Given exercise 1 =>
Copy part of the listing: begin at the line that has "Scan the image provided and answer: is any illuminated" and stop after the line that has "xmin=644 ymin=345 xmax=696 ymax=408". Change "ornamental" to "decorative", leave everything else as is, and return only those lines.

Selection =>
The bed bug infestation that is worsening across France has left hoteliers and residents in Paris struggling to find a remedy to a problem that leaves them often out of pocket and out of home.

'You're better off sleeping in your car': How Paris is plagued by scourge of bed bugs
Photos: AFP

If the last thing on your mind when staying at a glitzy Paris hotel is having to worry about getting bitten by critters, think again. 

A Paris hotel group head has admitted that even high-end hotels in the French capital are affected by a pest infestation that’s getting worse across France. 

France’s bed bug problem has seen the number of cases go from 180,000 to 400,000 in just two years.

In 2018 alone, there were 100,000 bed bug infestations in Paris, according to the French Union for Pest Control (CS3D), a scourge that is now also affecting the capital's hotel industry. 

As one TripAdvisor user commented about their stay in a Paris hotel last November: “Bed bugs, no handling of the matter and no treatment. You’re better off sleeping in your car”.

“It’s traumatizing hotel managers, we talk about it among ourselves, but timidly” Jean-Marc D'Orx, general president of Ile-de-France’s Hotel Union, told Le Parisien.

“The hotelier is a victim in this kind of case. It's not that the hotel is dirty, but it has welcomed people who have brought the bed bugs with them.

“When a room is infested, you have to change all the bedding, the mattress, the bed frame, it can cost anywhere from €300 to €10,000 depending on the category of the hotel.

Aside from these big financial losses (not fully covered by insurance according to D’Orx) and the effect bed bugs can have on a hotel’s reputation, hotel managers also have to close their establishment until new beds have been delivered and pest controls carried out.

In fact, since 2018 any landlord with a rental property in France that’s found to have bed bugs or any other parasite infestation (cockroaches, rats etc), has to cease letting it out, or face a fine of €50,000 to €100,000 for not doing so.

“In Canada, pest control treatments are mandatory when a tenant departs, but unfortunately this is not the case in France,” French housing and social inclusion group Si Toit Lien told Le Monde.

This has resulted in countless unwitting tenants in France having to deal with a serious health and housing problem from the moment they move into their new home.

According to the French Union for Pest Control, 92 percent of French people have at some point found pests in their homes. 

But bed bugs – called ‘punaises de lit’ in French – aren’t just being found in beds.

“It’s horrible, even when you’re sure they’re gone you see them everywhere,” a north American reader in Paris who asked to remain anonymous told The Local.

“The cinemas have a problem with them so you start avoiding places.

“You throw out everything that’s part of your bed including the mattress, even though they say all you need to do is wash beddings at 90degrees and it should be fine.

“The pest control guy I got was great. It cost €450 for him to come three times to fumigate. The main problem at my place was the carpet.

“So on top of the cost of fumigation there’s also the expense of staying a night or several nights at a hotel, which often has to happen.

“The fumigator told me bed bugs were by far his biggest business, way above cockroaches and mites, and that he couldn’t keep up with demand despite not advertising.

“The French blame Americans for bringing them over…I got them from an American friend who travels a lot. Bastard.”

The Local's Paris based editor Ben McPartland said: “A neighbour in my block just dumped their mattress in the street after realising it was teaming with bed bugs. They were everywhere. It was stomach-churning.”

Bed bugs are 7mm-long insects that feed on human blood, usually at night. Their bites can result in skin rashes, allergic reactions and psychological trauma for the person trying to sleep.

After having almost disappeared in the 1950s, bed bugs (Latin name Cimex lectularius) have proliferated in France in recent years.

Given exercise 2 =>
In the bed bug article, how much did the reader's pest control cost, and for how many visits?

Material to process =>
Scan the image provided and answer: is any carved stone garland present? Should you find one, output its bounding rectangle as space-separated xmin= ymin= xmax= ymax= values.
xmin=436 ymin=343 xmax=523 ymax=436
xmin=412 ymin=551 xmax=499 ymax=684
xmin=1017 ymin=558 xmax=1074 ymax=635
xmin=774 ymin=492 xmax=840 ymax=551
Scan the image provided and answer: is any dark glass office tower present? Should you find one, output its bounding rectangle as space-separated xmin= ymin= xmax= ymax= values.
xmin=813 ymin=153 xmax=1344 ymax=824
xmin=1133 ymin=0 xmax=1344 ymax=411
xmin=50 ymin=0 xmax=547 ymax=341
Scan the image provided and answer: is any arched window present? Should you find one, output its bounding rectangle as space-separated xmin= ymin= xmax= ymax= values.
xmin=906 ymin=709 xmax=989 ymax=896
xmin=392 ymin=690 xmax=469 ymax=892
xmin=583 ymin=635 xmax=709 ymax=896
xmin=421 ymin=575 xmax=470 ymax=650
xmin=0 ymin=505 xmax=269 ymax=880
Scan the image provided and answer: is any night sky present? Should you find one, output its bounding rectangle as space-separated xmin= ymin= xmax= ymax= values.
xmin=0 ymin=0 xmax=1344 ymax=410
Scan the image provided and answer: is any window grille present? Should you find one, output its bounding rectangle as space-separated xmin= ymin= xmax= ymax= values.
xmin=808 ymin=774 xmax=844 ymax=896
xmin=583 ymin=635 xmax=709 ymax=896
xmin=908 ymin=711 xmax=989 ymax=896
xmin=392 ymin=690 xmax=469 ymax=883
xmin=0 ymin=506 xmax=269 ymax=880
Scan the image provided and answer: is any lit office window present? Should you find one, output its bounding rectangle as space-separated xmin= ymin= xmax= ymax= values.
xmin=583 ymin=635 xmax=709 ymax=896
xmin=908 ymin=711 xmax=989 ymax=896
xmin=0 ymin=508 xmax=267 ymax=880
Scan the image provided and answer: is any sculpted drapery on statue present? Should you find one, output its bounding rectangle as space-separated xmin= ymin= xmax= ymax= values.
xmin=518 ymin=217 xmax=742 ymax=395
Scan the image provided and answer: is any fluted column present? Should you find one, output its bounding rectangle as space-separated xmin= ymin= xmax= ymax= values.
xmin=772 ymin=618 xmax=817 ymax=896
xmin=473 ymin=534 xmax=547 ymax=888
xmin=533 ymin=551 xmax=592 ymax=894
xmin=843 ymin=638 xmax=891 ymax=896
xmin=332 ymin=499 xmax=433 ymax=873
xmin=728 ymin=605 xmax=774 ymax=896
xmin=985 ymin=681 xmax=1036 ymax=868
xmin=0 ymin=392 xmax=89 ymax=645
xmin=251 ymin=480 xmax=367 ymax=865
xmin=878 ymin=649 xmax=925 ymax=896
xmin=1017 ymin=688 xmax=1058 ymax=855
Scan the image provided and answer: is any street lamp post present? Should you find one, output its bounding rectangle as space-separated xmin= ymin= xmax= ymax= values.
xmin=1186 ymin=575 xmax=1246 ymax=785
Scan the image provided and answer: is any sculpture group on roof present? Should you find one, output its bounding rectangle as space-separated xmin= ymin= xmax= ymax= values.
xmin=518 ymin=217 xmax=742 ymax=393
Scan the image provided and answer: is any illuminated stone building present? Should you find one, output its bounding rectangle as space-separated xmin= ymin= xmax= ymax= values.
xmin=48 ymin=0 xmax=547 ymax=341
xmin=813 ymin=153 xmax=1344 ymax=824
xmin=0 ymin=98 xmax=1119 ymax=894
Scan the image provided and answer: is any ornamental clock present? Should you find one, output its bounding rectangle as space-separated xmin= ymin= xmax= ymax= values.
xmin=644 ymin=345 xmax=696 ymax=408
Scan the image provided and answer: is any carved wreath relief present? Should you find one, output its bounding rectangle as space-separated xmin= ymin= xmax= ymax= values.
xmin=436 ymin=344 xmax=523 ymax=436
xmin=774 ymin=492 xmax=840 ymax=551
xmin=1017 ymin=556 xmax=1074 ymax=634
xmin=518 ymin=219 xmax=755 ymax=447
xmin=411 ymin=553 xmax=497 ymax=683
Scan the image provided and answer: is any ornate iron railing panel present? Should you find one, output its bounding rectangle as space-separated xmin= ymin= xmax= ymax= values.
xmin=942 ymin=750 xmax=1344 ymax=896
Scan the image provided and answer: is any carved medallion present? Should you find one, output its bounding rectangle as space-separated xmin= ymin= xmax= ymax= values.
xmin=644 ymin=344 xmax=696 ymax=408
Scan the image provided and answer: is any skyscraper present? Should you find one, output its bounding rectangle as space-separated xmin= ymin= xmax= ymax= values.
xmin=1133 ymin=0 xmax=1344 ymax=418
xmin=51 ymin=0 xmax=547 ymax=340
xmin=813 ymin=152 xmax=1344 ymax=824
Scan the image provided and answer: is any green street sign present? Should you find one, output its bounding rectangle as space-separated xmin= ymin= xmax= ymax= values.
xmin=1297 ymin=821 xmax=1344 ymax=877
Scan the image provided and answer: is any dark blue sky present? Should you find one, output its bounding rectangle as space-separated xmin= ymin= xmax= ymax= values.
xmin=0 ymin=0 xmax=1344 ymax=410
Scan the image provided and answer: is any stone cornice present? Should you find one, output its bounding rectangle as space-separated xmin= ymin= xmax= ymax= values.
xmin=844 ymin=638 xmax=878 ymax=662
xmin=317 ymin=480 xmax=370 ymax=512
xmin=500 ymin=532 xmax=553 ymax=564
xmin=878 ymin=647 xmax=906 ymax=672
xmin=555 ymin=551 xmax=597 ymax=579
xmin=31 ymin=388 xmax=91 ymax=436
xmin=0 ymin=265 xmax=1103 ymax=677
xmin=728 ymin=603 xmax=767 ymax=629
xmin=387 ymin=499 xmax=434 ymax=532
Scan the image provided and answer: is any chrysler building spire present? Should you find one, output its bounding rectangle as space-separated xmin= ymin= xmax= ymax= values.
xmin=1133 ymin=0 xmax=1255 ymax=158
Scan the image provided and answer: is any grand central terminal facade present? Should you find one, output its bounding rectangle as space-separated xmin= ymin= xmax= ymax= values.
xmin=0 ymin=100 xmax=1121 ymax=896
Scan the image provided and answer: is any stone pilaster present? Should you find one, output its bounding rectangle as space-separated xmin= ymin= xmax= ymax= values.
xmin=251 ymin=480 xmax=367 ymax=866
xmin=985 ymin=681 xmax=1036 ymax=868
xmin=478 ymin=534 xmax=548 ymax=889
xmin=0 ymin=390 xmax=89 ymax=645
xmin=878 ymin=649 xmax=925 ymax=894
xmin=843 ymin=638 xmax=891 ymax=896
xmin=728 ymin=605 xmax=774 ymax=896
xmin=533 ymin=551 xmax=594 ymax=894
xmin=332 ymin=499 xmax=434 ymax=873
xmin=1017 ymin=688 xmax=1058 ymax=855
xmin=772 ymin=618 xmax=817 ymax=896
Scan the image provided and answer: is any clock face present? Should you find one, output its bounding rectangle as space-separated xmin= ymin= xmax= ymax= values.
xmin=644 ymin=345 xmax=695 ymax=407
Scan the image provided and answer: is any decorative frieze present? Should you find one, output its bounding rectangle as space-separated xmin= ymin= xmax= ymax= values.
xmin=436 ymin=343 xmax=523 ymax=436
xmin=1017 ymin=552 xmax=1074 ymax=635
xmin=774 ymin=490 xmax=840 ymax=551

Correct response 1 =>
Scan the image provided and answer: is any illuminated stone building present? Should you find one, output its bounding rectangle as space-separated xmin= ymin= xmax= ymax= values.
xmin=48 ymin=0 xmax=547 ymax=341
xmin=813 ymin=153 xmax=1344 ymax=824
xmin=0 ymin=98 xmax=1119 ymax=894
Scan the image provided and answer: is any decorative clock present? Should you find one, output its bounding rectangle as space-separated xmin= ymin= xmax= ymax= values.
xmin=644 ymin=345 xmax=696 ymax=408

Correct response 2 =>
It cost €450 for three visits to fumigate.